→ How to complete this task: Copy whichever lines of the data hold the word "below".

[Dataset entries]

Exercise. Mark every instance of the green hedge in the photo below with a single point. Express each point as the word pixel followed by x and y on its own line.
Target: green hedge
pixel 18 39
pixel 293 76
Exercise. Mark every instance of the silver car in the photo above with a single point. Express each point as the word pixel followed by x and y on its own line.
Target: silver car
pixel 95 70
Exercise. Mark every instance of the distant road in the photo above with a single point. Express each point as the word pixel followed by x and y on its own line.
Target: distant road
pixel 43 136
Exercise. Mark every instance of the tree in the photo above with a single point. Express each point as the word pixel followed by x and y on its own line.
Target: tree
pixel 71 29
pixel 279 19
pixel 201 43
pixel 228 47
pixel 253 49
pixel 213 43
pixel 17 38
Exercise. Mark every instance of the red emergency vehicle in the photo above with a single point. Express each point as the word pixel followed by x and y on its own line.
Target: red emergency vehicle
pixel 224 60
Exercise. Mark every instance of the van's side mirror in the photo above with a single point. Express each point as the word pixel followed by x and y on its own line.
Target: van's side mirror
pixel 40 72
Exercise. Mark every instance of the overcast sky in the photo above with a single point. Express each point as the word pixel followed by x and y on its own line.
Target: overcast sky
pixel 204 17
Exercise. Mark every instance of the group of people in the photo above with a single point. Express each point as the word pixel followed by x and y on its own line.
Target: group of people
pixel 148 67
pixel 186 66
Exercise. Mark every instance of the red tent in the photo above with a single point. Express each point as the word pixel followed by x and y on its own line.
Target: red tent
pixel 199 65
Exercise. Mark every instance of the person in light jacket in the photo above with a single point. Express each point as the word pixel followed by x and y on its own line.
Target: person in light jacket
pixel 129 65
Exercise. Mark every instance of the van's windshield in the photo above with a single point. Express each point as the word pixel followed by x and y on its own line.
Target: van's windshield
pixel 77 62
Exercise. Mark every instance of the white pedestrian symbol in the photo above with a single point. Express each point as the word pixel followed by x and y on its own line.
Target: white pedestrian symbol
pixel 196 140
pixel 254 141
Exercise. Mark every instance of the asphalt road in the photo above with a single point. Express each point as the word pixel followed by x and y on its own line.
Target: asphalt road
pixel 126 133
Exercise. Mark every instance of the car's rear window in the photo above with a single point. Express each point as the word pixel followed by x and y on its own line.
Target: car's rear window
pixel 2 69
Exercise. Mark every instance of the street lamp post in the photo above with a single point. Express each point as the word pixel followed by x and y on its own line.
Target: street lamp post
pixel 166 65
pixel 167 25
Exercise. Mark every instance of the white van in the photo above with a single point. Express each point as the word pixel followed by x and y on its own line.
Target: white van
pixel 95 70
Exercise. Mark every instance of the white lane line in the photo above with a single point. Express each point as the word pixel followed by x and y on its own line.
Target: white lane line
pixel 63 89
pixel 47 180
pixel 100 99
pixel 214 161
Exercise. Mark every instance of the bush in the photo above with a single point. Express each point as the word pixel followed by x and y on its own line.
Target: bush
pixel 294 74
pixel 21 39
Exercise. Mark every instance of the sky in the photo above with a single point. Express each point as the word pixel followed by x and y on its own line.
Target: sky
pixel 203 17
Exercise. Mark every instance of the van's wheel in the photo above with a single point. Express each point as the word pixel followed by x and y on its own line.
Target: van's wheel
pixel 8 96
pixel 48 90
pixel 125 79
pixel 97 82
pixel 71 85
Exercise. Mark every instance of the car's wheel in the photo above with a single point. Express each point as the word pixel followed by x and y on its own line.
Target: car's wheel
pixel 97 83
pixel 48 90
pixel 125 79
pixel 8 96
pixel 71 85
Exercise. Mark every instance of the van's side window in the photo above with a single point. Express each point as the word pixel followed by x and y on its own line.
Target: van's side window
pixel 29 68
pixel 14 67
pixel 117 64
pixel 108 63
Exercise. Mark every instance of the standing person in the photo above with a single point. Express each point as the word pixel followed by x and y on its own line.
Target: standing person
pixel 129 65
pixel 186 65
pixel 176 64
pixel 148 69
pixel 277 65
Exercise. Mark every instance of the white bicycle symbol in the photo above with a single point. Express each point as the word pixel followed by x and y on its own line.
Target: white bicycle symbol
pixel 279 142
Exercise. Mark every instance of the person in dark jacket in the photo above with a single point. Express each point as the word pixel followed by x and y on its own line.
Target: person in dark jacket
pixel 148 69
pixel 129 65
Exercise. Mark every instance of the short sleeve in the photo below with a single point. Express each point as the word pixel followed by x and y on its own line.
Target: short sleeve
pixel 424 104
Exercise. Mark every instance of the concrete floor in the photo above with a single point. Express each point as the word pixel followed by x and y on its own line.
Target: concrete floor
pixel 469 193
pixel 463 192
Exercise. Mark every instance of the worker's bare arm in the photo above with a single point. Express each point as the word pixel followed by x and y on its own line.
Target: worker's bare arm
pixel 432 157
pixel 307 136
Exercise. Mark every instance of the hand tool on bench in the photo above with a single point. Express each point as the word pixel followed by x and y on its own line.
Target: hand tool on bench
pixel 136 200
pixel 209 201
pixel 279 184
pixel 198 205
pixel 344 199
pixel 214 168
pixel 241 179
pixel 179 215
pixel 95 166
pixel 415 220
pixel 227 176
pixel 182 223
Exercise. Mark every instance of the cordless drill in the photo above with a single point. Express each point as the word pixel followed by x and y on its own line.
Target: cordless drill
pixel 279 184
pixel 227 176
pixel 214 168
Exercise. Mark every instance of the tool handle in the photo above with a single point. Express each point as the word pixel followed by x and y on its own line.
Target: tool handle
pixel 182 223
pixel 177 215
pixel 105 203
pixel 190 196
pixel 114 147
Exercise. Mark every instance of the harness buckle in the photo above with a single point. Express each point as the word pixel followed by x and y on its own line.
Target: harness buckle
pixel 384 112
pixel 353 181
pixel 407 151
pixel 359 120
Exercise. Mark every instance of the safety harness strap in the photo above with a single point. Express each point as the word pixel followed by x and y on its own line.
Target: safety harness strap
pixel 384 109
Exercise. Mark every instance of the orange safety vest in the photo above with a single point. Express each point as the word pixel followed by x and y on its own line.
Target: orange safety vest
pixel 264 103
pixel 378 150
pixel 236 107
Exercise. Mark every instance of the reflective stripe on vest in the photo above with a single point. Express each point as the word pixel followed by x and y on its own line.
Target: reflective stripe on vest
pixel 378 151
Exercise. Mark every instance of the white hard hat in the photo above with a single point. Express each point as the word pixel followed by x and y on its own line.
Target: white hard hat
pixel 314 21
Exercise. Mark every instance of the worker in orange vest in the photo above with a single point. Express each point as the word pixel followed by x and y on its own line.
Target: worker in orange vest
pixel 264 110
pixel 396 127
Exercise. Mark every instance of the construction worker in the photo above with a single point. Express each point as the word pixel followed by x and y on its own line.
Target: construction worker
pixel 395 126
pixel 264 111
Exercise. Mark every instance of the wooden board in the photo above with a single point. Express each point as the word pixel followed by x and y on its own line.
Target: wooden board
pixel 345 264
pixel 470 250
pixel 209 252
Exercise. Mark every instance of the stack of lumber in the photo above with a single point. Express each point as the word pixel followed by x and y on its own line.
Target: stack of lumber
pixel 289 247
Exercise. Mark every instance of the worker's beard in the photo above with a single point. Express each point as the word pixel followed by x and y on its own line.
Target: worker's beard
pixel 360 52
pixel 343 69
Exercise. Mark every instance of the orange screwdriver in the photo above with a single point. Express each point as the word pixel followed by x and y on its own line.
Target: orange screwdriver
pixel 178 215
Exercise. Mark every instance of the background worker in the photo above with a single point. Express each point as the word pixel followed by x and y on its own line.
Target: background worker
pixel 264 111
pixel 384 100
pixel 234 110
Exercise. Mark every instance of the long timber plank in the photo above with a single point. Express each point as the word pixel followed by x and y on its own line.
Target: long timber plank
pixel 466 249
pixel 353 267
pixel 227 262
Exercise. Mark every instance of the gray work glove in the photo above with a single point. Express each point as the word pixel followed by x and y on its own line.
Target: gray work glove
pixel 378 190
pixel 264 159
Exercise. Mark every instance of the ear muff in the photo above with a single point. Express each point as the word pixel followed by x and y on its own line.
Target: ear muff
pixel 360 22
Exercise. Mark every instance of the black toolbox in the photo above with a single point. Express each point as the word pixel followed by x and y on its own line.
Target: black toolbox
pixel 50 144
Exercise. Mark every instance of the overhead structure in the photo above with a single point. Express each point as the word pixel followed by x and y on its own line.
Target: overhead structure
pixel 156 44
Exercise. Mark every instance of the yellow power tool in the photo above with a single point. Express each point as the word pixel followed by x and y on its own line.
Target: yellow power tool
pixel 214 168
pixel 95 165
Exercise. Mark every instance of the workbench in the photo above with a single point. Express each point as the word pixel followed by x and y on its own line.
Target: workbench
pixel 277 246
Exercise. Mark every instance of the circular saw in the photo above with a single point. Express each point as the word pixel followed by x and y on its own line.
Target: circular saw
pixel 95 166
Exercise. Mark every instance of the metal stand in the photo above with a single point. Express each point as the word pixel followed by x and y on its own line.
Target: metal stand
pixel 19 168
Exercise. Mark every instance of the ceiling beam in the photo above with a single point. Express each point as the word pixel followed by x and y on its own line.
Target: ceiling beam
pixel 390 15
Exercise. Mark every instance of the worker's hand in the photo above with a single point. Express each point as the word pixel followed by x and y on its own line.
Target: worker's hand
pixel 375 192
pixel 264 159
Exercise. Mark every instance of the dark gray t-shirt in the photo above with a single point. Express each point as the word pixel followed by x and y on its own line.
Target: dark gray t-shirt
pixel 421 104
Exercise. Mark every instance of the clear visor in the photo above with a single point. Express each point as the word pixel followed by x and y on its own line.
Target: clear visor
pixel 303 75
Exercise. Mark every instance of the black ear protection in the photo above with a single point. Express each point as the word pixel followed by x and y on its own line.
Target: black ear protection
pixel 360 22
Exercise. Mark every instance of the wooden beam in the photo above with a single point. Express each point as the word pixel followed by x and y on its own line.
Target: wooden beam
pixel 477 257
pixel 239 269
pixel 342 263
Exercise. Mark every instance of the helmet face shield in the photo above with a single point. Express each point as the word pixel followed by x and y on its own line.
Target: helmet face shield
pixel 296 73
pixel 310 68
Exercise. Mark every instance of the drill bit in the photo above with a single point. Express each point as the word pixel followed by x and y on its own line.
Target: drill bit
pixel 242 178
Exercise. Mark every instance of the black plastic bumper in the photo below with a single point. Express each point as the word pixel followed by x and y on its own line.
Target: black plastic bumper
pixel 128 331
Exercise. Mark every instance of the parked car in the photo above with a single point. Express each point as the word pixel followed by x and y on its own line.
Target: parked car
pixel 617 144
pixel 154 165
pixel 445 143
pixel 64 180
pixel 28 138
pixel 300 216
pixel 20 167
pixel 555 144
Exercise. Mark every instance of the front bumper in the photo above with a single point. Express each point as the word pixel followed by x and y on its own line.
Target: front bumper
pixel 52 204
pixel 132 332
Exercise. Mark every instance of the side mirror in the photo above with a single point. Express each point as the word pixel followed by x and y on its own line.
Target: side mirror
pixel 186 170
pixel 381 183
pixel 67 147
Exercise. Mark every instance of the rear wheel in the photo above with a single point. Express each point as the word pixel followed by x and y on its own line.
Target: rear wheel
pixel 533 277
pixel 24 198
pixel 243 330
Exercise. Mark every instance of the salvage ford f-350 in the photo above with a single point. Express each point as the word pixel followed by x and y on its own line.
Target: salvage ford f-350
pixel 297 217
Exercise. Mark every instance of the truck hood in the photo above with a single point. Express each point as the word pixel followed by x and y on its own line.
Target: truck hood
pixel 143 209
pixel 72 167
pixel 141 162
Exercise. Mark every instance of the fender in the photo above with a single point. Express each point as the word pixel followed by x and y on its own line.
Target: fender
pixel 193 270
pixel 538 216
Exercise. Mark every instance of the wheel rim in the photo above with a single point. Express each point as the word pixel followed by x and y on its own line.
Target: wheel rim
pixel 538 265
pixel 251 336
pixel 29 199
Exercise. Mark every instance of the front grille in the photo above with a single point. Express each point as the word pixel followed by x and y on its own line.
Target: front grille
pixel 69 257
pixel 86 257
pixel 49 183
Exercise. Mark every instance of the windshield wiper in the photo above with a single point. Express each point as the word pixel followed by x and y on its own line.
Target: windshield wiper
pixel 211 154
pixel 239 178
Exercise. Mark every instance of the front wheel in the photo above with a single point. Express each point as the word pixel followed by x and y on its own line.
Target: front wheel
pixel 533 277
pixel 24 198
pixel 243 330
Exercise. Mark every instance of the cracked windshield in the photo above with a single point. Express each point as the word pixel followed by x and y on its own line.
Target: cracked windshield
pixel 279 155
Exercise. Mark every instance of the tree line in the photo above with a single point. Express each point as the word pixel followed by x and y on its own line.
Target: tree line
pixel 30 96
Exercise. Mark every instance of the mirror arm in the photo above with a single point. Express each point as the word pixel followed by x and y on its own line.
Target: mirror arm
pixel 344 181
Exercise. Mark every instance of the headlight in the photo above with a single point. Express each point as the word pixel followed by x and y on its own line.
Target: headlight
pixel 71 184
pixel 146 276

→ Your response:
Exercise. Mark every instance of the green hedge in the photo below with a single point. Express each point as the word pixel followed by x and y on its own line.
Exercise. Mark every instance of the short sleeve in the photo below with a single point. Express each point as the word pixel followed by x and y on its own line.
Exercise. Mark every instance of the black plastic bumper in the photo below with a single point. Express each point as the word pixel followed by x and y on its own line.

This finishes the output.